• **Voci di annotazione con coordinate**
════════════════

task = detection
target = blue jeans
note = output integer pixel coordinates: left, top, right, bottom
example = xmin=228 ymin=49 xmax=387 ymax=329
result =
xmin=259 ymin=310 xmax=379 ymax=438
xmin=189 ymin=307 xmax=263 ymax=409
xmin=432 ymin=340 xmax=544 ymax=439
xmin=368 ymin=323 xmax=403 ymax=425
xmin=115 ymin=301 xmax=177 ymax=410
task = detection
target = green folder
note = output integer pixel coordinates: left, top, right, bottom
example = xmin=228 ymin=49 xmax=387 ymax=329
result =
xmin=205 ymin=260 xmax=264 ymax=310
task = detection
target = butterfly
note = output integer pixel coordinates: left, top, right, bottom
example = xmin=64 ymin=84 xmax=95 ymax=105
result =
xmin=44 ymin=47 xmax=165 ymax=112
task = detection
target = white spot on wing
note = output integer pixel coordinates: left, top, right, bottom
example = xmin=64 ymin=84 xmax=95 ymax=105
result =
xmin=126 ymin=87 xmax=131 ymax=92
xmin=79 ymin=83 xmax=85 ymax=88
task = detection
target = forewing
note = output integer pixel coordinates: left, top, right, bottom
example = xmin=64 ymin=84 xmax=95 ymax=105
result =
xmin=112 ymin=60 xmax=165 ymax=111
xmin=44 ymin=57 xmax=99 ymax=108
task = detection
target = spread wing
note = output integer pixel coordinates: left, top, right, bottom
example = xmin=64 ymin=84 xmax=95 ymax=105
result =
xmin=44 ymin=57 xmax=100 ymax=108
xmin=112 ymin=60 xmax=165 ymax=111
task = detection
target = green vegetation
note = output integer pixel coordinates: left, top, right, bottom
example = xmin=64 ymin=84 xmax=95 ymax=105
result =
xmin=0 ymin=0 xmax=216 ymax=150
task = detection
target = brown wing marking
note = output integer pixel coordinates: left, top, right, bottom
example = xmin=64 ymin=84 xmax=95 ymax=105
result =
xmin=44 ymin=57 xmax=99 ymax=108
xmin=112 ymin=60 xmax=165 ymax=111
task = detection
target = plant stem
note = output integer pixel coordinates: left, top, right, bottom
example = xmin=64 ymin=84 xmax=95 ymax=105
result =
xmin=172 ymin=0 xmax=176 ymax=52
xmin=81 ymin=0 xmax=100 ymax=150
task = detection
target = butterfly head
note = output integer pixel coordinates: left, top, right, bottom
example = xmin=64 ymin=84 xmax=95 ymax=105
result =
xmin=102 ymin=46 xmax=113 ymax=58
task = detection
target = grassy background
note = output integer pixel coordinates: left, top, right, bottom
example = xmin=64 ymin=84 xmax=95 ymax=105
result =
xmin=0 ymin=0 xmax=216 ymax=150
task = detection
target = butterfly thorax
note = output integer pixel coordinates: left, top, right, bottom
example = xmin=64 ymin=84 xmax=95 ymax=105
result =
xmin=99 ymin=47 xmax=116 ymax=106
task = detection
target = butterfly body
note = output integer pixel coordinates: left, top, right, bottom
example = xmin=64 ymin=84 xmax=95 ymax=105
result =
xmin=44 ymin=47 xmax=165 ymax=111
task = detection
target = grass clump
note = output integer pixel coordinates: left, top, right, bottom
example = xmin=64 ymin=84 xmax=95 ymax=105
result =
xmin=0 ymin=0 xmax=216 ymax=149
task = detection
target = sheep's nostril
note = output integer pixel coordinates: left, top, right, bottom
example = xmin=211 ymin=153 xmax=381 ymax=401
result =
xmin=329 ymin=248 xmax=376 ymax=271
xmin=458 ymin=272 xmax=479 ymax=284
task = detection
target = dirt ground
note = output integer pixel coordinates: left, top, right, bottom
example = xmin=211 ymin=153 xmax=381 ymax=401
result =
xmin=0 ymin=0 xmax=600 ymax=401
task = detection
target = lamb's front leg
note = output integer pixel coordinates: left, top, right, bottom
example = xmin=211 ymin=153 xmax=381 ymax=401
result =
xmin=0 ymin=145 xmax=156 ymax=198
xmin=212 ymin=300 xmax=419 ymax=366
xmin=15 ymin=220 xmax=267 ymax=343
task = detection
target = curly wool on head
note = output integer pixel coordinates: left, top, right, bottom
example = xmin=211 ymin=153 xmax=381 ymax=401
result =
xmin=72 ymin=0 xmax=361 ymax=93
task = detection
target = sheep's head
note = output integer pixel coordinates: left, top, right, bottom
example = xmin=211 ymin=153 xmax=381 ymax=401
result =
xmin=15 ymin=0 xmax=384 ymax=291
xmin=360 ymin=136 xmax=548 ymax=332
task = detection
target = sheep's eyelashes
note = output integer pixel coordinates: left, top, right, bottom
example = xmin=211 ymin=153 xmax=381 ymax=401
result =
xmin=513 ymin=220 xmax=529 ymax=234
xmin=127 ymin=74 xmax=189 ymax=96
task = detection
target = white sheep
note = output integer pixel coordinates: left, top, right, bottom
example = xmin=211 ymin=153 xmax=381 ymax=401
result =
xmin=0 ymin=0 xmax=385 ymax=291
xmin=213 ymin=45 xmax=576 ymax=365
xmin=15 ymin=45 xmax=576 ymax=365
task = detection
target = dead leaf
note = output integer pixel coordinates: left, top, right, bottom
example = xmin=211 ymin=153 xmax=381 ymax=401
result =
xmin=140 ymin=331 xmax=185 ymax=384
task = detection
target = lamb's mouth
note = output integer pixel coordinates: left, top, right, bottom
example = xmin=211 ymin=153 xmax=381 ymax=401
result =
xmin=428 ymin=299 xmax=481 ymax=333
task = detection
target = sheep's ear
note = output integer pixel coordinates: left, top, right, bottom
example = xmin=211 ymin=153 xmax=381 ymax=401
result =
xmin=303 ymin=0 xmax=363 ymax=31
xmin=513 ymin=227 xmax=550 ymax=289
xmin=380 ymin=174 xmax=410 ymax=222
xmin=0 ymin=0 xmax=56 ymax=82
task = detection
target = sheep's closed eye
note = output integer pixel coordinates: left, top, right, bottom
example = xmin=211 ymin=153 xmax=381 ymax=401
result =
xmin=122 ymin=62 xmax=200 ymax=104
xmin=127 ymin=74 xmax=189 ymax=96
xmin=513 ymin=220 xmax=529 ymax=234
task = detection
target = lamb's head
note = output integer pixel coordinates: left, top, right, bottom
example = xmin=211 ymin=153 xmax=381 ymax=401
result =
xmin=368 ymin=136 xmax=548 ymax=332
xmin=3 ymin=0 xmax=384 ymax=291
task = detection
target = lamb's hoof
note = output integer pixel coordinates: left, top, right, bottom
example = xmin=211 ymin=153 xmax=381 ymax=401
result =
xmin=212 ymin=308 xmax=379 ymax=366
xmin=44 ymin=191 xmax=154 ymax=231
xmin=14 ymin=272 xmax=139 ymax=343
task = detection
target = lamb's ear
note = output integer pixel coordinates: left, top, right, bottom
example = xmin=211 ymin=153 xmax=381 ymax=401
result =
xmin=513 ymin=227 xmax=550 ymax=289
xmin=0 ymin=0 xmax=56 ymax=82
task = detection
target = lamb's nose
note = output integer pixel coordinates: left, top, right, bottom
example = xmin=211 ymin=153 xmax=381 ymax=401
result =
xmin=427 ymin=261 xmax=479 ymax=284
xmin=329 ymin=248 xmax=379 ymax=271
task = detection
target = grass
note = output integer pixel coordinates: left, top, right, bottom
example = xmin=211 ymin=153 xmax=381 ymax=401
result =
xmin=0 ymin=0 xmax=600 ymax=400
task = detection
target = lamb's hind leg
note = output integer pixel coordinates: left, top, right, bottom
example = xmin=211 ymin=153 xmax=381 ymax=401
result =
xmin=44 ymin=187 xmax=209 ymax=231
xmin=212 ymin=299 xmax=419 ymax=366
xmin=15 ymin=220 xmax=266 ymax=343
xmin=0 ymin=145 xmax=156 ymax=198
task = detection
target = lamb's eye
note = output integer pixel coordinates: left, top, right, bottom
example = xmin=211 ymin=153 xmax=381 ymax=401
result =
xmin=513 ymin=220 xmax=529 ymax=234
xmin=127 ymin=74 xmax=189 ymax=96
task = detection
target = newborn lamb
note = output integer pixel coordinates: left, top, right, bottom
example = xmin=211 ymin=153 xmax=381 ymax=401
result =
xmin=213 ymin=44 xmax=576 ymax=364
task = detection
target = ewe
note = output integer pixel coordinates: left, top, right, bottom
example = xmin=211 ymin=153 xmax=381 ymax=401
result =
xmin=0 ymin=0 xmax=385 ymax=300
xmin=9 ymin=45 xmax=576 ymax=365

════════════════

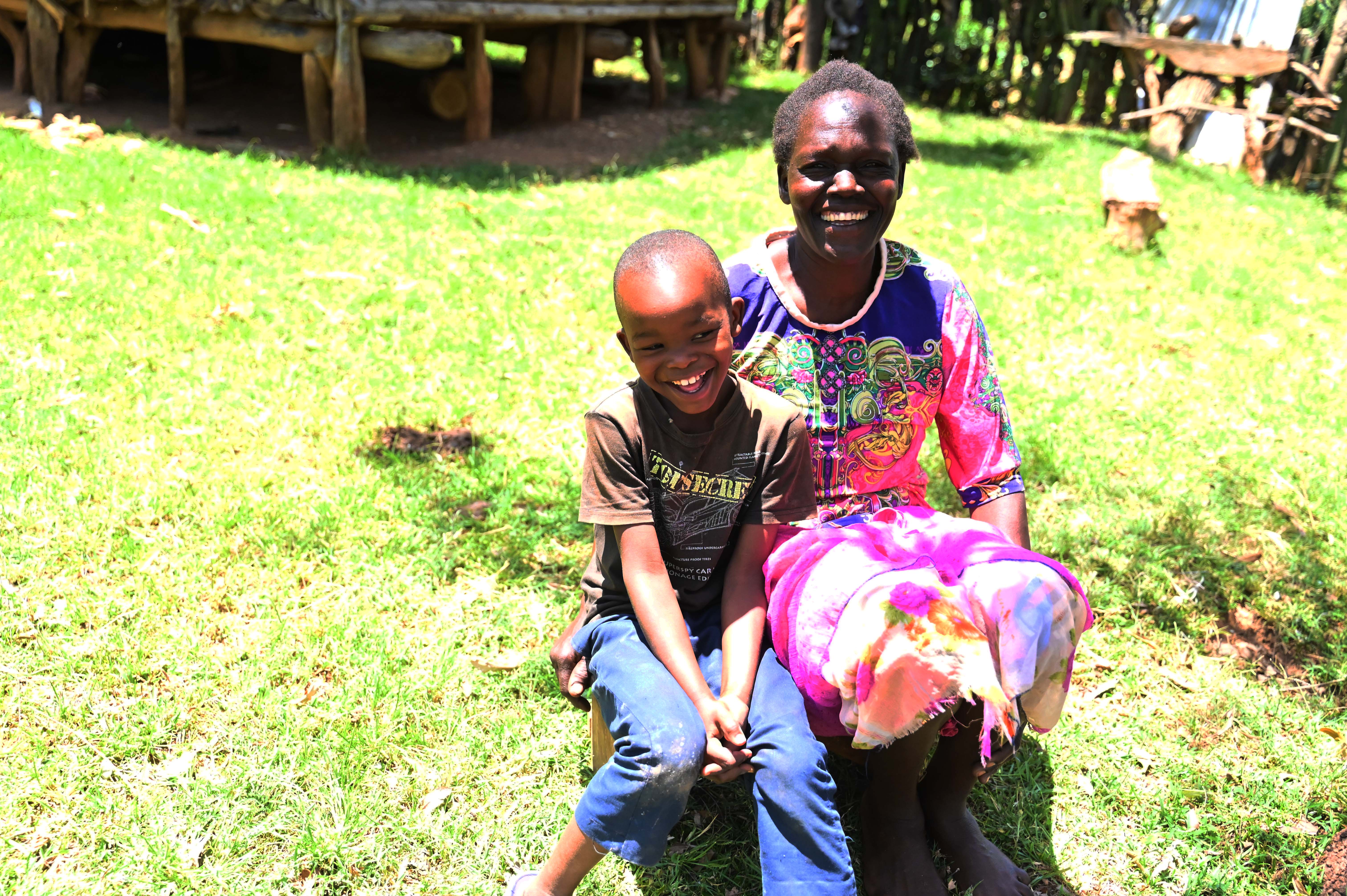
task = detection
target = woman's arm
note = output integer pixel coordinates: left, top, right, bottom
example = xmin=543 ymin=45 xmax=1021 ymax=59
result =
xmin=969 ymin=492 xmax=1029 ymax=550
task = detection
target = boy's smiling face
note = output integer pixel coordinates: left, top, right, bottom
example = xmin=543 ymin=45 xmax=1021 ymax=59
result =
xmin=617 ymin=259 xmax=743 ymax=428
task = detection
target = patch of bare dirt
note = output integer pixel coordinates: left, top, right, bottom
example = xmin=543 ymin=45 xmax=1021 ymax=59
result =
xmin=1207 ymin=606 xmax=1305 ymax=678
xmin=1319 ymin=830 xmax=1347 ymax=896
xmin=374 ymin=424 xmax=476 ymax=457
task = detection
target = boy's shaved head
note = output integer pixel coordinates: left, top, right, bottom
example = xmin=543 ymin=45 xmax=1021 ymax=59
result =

════════════════

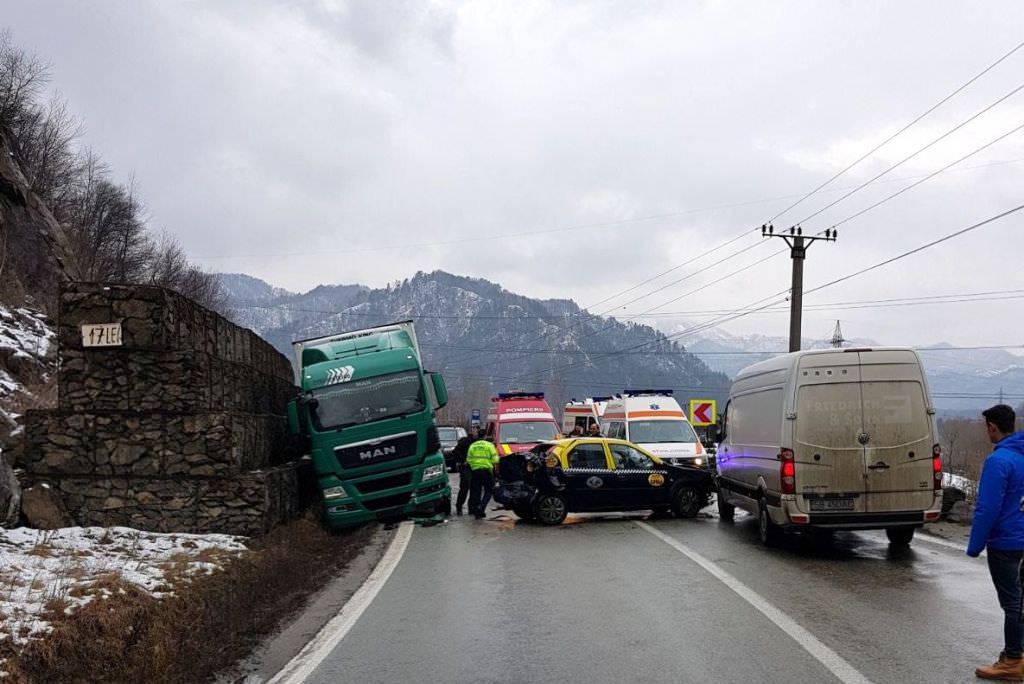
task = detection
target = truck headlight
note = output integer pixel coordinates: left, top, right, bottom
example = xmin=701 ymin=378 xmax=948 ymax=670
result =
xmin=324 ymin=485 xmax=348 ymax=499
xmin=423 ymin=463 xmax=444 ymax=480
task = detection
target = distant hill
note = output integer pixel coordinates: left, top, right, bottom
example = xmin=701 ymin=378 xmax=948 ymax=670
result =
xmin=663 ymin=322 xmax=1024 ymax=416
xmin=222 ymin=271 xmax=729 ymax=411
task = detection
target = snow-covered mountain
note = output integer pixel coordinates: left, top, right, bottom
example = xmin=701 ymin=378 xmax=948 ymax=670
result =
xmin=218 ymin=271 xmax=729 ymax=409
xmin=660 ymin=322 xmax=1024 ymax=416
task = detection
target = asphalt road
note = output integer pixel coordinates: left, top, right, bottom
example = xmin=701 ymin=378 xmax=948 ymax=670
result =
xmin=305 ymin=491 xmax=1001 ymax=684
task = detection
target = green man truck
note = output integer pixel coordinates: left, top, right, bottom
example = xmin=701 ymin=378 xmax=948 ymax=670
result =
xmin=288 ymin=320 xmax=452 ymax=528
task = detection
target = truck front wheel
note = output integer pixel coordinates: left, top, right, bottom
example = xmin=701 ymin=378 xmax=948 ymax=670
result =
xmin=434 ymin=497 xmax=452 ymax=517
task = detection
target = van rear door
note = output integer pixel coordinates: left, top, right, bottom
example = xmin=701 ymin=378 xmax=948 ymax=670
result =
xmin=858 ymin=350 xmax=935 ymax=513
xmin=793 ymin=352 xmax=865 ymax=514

════════════════

• **Problema breve**
Per favore, filtra i record riportando ogni riga in cui compare la parola "green".

• **Risultato**
target = green folder
target = green vegetation
target = green man truck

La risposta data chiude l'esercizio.